____ INPUT
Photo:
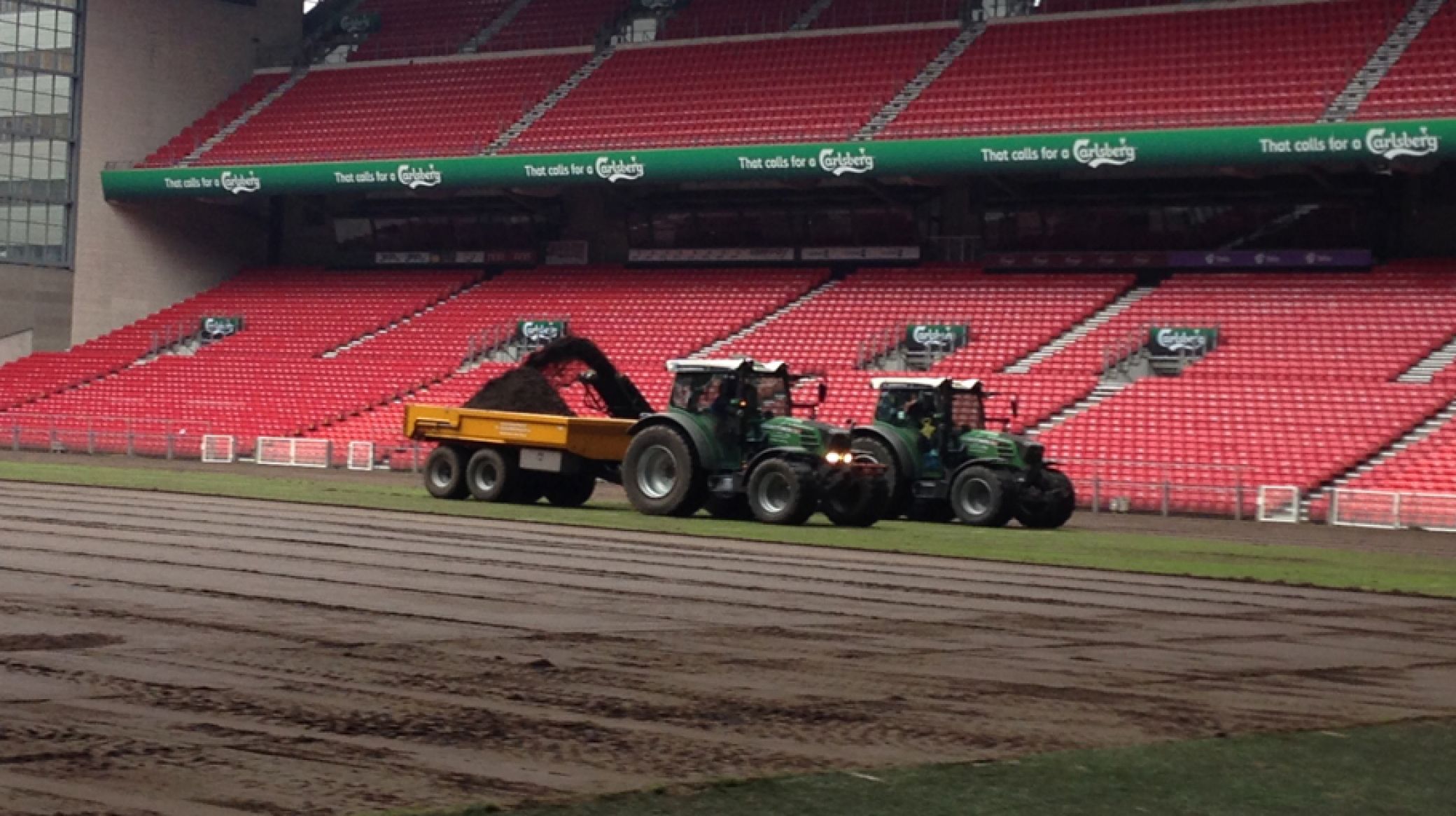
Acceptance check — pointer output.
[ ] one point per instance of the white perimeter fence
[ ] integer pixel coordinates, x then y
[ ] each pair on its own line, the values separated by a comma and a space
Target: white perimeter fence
1384, 509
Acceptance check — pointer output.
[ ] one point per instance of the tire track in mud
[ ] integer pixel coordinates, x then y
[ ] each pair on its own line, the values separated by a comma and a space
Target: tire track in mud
517, 537
318, 661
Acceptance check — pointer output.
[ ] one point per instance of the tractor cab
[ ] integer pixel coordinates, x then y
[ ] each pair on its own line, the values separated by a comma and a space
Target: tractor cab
944, 461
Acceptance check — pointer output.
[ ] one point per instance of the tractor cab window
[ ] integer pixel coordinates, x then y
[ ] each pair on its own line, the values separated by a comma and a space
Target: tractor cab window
706, 392
907, 408
969, 411
772, 398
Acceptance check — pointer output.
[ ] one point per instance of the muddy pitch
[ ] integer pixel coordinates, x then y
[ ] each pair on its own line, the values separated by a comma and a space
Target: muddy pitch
181, 655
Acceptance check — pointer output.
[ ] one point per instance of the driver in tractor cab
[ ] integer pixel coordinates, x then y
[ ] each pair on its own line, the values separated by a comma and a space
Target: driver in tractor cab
923, 415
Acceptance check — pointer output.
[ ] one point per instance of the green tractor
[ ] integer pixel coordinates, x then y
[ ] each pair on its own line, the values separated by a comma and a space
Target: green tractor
944, 461
730, 442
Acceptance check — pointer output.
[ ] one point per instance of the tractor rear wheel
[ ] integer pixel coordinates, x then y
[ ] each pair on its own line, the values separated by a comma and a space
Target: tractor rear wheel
730, 508
491, 476
981, 496
571, 491
444, 473
662, 476
1047, 505
899, 502
783, 492
857, 501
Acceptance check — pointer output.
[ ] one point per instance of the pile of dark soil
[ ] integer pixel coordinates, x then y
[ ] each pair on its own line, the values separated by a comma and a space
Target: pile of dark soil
522, 391
535, 387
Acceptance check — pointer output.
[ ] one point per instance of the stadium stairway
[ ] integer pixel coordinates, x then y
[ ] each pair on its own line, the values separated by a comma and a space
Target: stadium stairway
915, 87
244, 118
551, 101
1382, 60
1420, 83
1107, 313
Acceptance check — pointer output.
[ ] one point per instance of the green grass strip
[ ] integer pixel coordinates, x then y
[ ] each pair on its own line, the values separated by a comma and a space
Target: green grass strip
1155, 554
1369, 771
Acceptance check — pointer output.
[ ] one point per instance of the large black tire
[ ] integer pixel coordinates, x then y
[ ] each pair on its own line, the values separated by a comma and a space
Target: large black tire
1047, 505
571, 491
857, 501
783, 492
896, 480
662, 474
981, 496
931, 511
493, 474
730, 508
444, 473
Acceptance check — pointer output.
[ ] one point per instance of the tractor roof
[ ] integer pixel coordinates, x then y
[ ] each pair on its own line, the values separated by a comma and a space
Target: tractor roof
689, 365
881, 383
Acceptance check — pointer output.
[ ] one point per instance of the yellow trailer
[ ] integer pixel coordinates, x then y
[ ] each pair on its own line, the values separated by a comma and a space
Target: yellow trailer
517, 457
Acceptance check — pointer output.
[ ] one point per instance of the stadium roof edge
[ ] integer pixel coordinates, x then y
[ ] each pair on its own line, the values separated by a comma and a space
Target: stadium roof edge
1151, 10
807, 34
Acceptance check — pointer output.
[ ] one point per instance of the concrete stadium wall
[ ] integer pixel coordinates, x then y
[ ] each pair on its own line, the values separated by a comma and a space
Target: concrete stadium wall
152, 69
37, 306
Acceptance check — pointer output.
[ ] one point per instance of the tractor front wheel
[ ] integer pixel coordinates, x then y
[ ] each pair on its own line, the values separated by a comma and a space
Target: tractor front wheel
857, 501
444, 473
783, 492
660, 474
981, 496
1049, 504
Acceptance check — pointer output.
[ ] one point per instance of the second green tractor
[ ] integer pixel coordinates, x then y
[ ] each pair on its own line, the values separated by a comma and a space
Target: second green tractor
944, 463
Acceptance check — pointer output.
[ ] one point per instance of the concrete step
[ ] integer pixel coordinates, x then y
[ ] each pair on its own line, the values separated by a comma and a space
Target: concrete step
1079, 330
708, 351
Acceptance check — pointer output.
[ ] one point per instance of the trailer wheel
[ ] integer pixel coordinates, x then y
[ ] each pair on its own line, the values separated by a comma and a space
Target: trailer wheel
662, 476
783, 492
730, 508
444, 473
571, 491
981, 496
899, 501
857, 501
491, 474
1047, 505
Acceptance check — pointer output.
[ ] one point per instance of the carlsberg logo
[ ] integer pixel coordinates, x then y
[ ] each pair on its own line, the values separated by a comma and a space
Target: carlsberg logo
616, 171
1177, 341
841, 163
238, 185
414, 178
932, 335
1394, 146
1102, 155
540, 332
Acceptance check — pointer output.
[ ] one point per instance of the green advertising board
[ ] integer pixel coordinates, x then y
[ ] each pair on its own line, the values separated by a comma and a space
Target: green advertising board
1098, 155
935, 338
1181, 341
540, 332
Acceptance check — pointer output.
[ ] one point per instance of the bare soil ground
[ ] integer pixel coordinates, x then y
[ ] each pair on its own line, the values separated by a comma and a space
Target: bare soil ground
174, 655
1403, 542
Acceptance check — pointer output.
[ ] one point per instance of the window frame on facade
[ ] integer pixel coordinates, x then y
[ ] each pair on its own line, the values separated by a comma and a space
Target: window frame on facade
40, 130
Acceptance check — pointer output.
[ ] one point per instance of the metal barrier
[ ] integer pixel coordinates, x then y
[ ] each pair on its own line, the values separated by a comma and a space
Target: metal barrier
70, 434
1388, 509
1162, 488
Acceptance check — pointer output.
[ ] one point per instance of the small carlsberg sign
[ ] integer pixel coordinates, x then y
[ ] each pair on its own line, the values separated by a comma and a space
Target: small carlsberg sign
935, 338
1181, 341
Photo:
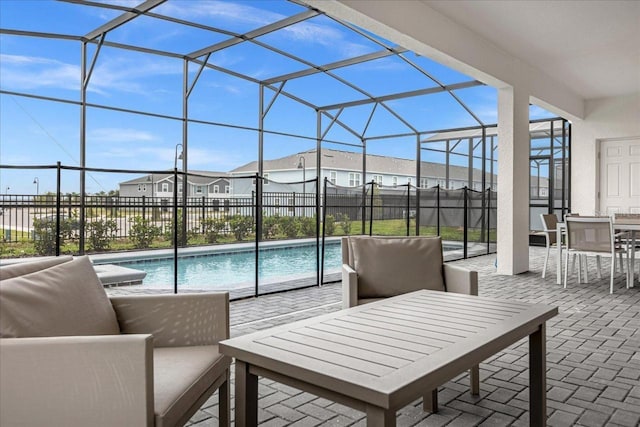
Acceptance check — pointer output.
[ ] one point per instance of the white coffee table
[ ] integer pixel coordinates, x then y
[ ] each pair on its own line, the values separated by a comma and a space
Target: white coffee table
379, 357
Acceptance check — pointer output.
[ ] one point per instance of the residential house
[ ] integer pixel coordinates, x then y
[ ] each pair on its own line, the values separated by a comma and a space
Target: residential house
344, 168
199, 184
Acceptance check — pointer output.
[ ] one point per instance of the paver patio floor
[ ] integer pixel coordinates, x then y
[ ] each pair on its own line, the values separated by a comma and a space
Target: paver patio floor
593, 357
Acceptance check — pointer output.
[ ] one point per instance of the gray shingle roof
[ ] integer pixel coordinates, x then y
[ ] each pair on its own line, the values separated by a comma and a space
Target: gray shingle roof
200, 177
346, 160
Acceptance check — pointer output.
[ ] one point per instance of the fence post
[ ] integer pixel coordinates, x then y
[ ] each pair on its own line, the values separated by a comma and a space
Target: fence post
466, 223
175, 230
408, 208
204, 213
488, 220
438, 209
58, 207
373, 184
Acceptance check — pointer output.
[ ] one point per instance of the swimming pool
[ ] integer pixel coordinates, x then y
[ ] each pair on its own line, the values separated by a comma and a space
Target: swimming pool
232, 269
236, 269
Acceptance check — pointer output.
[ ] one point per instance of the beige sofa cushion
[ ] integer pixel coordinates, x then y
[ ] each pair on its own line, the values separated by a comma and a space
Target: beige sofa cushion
393, 266
180, 376
66, 299
21, 268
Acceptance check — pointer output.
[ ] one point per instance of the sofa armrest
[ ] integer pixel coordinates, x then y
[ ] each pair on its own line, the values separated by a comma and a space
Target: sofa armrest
175, 320
100, 380
349, 287
460, 280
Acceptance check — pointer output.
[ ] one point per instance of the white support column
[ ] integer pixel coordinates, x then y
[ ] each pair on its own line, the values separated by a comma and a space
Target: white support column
513, 181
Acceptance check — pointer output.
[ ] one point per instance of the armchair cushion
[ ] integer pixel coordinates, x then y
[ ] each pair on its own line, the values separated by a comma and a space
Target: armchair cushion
181, 375
65, 299
392, 266
21, 268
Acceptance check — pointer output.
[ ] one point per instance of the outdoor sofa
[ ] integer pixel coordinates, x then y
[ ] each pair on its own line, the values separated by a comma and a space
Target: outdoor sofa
72, 356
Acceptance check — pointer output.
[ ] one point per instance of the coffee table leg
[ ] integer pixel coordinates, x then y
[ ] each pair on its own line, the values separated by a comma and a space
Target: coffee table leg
430, 401
379, 417
538, 377
246, 396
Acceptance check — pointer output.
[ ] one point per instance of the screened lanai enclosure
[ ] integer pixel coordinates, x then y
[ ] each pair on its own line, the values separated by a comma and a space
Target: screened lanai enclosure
177, 138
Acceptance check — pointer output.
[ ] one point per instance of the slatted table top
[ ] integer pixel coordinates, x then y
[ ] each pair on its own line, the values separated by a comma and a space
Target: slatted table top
385, 352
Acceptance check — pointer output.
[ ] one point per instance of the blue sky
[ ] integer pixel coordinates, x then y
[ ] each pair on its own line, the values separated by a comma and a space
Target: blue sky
37, 132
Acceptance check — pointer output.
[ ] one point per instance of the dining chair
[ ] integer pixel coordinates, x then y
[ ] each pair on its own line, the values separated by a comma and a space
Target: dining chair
550, 223
594, 236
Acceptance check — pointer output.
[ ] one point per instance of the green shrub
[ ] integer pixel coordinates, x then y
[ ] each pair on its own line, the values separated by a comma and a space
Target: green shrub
100, 233
270, 226
142, 232
329, 225
44, 232
169, 230
241, 226
345, 223
290, 226
307, 226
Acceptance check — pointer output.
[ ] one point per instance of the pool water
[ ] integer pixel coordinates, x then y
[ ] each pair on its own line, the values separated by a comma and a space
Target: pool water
235, 270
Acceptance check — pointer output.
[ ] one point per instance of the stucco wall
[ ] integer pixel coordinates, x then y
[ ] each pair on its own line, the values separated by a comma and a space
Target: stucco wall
606, 118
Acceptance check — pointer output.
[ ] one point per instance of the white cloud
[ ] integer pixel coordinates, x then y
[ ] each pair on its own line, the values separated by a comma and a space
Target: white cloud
28, 72
154, 157
119, 135
111, 74
219, 9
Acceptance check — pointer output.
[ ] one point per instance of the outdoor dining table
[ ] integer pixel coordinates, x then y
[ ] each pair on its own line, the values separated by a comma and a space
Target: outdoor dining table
622, 224
381, 356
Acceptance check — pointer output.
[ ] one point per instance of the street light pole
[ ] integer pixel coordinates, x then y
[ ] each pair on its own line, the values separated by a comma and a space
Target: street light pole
176, 156
302, 164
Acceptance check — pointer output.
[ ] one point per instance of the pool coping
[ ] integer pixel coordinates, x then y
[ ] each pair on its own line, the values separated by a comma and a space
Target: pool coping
201, 250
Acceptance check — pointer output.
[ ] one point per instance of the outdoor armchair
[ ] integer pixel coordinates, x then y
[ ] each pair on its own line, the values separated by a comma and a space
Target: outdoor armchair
71, 356
595, 236
382, 267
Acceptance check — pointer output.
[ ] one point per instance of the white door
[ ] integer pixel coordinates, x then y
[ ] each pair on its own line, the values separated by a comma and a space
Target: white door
620, 176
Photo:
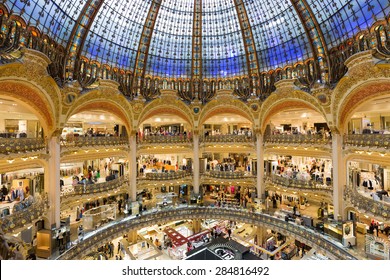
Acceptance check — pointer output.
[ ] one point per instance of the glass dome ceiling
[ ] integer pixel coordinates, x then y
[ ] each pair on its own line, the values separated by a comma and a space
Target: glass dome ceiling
230, 37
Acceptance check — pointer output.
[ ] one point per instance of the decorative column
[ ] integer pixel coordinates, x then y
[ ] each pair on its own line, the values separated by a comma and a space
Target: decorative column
260, 235
196, 226
132, 236
338, 173
133, 167
52, 182
260, 165
196, 162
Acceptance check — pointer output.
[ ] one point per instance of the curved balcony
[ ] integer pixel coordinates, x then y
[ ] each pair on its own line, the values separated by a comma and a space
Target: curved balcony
304, 185
298, 139
365, 204
376, 141
21, 145
115, 229
165, 175
165, 139
78, 142
81, 189
228, 174
71, 196
227, 139
25, 213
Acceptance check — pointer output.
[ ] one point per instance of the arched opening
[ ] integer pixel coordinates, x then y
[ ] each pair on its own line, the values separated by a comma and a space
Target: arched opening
19, 120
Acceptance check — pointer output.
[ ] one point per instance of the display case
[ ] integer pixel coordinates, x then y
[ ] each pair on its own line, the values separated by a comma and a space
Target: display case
43, 243
335, 230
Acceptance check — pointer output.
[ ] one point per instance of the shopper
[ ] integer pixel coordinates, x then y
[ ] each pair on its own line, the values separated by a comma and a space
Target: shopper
119, 247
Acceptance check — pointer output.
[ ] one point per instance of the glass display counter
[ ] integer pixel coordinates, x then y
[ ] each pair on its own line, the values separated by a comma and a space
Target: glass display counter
334, 229
98, 216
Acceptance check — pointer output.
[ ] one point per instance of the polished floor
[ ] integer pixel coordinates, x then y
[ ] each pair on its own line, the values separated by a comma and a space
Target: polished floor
148, 250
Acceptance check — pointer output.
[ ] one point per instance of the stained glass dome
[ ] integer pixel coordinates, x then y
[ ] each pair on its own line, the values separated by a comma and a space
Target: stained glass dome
205, 38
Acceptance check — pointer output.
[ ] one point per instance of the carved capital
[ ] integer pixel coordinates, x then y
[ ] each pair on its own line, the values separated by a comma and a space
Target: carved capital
110, 86
288, 84
36, 61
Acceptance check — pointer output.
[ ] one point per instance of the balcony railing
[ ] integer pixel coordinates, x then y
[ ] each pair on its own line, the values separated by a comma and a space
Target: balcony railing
228, 138
117, 228
97, 141
368, 140
165, 175
165, 139
81, 189
368, 205
298, 184
21, 145
302, 139
227, 174
25, 214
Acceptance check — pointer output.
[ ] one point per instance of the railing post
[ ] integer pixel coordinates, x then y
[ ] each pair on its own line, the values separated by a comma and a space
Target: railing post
133, 167
338, 174
52, 181
260, 165
196, 162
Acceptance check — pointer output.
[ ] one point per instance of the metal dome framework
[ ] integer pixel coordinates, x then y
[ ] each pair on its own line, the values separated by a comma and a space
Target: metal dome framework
196, 46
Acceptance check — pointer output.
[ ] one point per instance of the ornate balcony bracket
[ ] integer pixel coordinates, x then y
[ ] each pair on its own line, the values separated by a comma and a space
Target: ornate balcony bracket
92, 191
373, 142
75, 143
228, 139
299, 185
366, 205
98, 237
299, 140
22, 146
22, 216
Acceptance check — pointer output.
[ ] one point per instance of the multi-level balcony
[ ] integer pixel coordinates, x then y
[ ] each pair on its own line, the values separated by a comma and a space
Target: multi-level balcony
302, 140
22, 146
94, 239
24, 212
76, 143
372, 142
233, 142
165, 143
165, 139
71, 195
296, 184
366, 204
227, 139
227, 177
165, 175
154, 179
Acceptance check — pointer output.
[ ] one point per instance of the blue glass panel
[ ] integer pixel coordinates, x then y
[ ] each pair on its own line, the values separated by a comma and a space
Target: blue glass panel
170, 48
223, 49
116, 31
342, 19
278, 33
48, 17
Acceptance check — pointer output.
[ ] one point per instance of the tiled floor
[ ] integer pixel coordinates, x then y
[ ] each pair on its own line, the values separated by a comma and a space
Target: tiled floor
358, 250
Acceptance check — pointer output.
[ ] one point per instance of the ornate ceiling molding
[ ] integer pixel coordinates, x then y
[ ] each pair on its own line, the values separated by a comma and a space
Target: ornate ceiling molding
166, 105
225, 104
286, 99
107, 101
79, 34
32, 98
358, 96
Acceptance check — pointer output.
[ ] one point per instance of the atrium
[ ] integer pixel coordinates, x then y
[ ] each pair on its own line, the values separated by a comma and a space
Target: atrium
195, 129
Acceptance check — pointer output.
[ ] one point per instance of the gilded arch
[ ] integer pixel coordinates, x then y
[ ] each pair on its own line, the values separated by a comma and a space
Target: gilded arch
295, 99
108, 102
32, 98
167, 105
357, 96
225, 105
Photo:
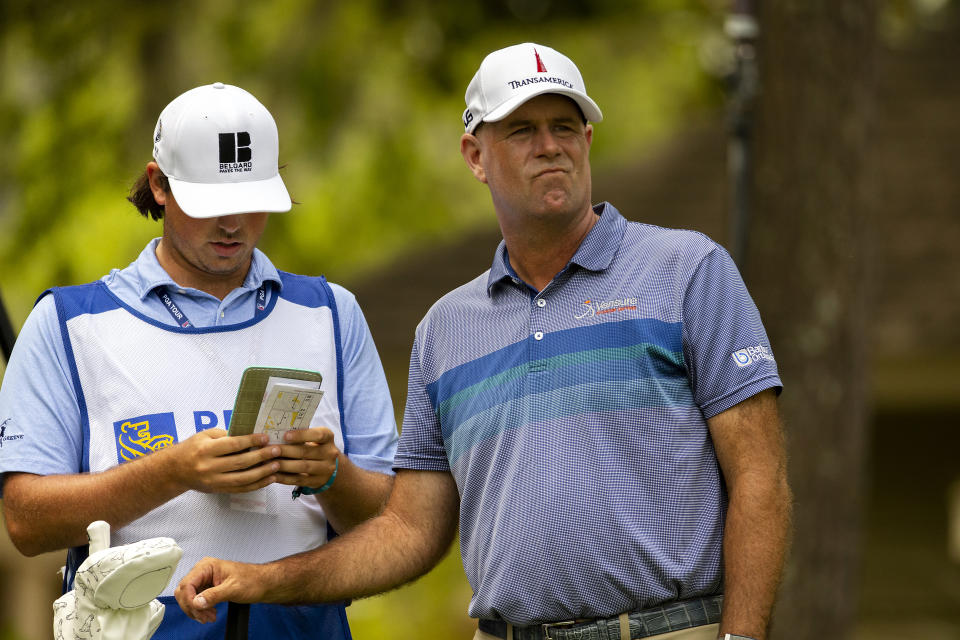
________
## [PROBLEM DETAILS]
Find the line that contains "[ ] one point per instance of the gilded arch", then write out that line and every line after it through the end of the records, exactly. Leave the pictures out.

## [TASK SOLUTION]
[ ] one point per instance of the gilded arch
[ ] integer pixel coordinates, x then y
[ ] each pair on its own line, the values separated by a comma and a space
Target: gilded arch
295, 99
108, 102
32, 98
167, 105
357, 96
225, 105
Photo:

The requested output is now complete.